> **SHORT EXERCISE**:
Extract every line of the data below that contains the string "eyebrow", matching case exactly.

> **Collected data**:
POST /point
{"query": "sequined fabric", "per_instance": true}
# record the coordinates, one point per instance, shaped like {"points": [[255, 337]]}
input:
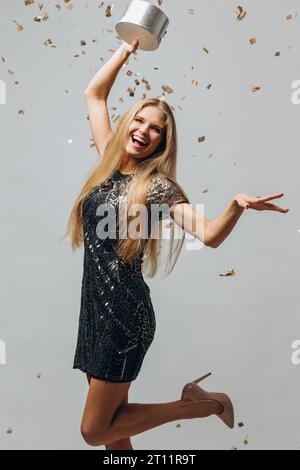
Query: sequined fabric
{"points": [[117, 321]]}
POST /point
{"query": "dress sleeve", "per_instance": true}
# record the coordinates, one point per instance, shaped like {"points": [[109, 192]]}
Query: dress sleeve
{"points": [[162, 190]]}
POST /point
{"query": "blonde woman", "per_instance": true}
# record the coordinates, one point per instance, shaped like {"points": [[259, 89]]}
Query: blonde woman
{"points": [[137, 165]]}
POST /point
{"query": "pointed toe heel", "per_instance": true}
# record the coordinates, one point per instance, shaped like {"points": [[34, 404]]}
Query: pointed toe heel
{"points": [[192, 391]]}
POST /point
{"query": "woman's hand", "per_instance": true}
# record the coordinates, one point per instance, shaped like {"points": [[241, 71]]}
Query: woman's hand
{"points": [[259, 203], [130, 48]]}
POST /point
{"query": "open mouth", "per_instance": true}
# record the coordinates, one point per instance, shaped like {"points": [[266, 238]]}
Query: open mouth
{"points": [[137, 143]]}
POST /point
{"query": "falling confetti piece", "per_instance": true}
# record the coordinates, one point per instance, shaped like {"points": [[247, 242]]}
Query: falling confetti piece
{"points": [[131, 91], [108, 10], [167, 89], [19, 26], [230, 272], [241, 13]]}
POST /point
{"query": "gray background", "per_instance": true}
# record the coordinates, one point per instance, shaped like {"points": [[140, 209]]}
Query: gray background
{"points": [[241, 327]]}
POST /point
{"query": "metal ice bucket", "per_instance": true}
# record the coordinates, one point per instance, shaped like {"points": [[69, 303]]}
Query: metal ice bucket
{"points": [[144, 22]]}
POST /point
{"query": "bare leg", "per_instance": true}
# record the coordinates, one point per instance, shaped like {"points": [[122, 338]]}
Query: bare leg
{"points": [[135, 418], [121, 444]]}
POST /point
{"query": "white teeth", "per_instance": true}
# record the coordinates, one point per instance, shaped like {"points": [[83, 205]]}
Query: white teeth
{"points": [[139, 140]]}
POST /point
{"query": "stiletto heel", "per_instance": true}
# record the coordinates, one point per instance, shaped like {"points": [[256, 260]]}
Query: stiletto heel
{"points": [[192, 391]]}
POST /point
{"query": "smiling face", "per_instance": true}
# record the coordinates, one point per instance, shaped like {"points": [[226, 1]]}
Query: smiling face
{"points": [[145, 132]]}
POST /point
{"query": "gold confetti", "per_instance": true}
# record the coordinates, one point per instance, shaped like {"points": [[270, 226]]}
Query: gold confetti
{"points": [[108, 10], [241, 13], [167, 89], [131, 91], [19, 26], [230, 272]]}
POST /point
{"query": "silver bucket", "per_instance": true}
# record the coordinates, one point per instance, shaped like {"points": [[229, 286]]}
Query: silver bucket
{"points": [[144, 22]]}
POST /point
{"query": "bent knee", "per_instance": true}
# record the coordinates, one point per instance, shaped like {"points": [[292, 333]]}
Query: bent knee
{"points": [[91, 437]]}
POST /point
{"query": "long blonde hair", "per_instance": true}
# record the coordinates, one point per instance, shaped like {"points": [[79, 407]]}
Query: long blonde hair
{"points": [[163, 162]]}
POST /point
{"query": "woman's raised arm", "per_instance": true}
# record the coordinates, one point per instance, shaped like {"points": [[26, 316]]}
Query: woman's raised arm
{"points": [[97, 93]]}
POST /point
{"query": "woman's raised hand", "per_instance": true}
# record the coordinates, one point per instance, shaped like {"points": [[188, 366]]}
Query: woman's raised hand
{"points": [[131, 48], [259, 203]]}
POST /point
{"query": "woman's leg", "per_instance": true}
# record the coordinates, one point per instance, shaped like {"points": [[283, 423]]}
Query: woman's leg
{"points": [[108, 419], [121, 444]]}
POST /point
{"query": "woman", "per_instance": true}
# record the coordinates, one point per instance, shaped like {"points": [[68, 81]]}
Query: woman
{"points": [[137, 165]]}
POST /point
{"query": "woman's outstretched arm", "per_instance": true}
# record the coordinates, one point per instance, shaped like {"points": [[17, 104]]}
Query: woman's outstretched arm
{"points": [[97, 93], [213, 233]]}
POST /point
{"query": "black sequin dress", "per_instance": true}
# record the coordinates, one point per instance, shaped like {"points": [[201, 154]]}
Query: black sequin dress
{"points": [[117, 320]]}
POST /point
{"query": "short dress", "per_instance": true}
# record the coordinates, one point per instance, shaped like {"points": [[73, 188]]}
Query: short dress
{"points": [[117, 321]]}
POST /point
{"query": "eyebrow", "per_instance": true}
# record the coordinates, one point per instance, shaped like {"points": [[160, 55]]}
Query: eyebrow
{"points": [[156, 125]]}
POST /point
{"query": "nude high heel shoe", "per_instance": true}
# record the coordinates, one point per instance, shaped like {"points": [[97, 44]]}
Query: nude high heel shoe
{"points": [[192, 391]]}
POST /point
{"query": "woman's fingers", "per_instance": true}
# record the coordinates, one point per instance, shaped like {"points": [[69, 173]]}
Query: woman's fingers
{"points": [[275, 208], [268, 198]]}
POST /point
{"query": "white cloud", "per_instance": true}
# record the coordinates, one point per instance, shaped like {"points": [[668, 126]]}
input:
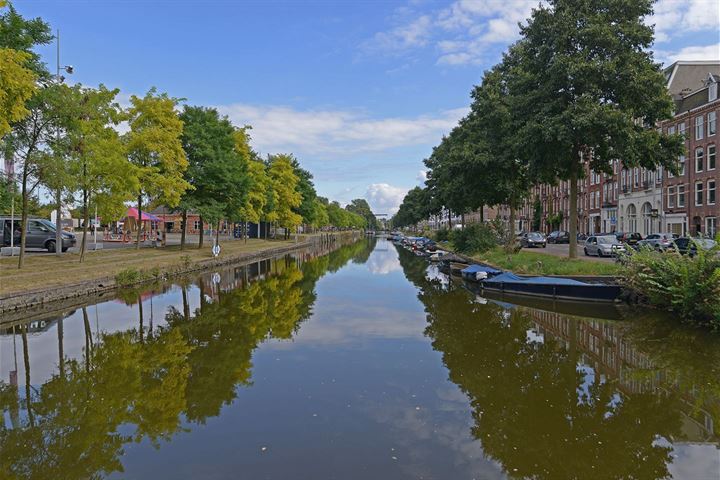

> **OUTPUT OF THE EXERCISE**:
{"query": "eyebrow", "per_instance": true}
Query: eyebrow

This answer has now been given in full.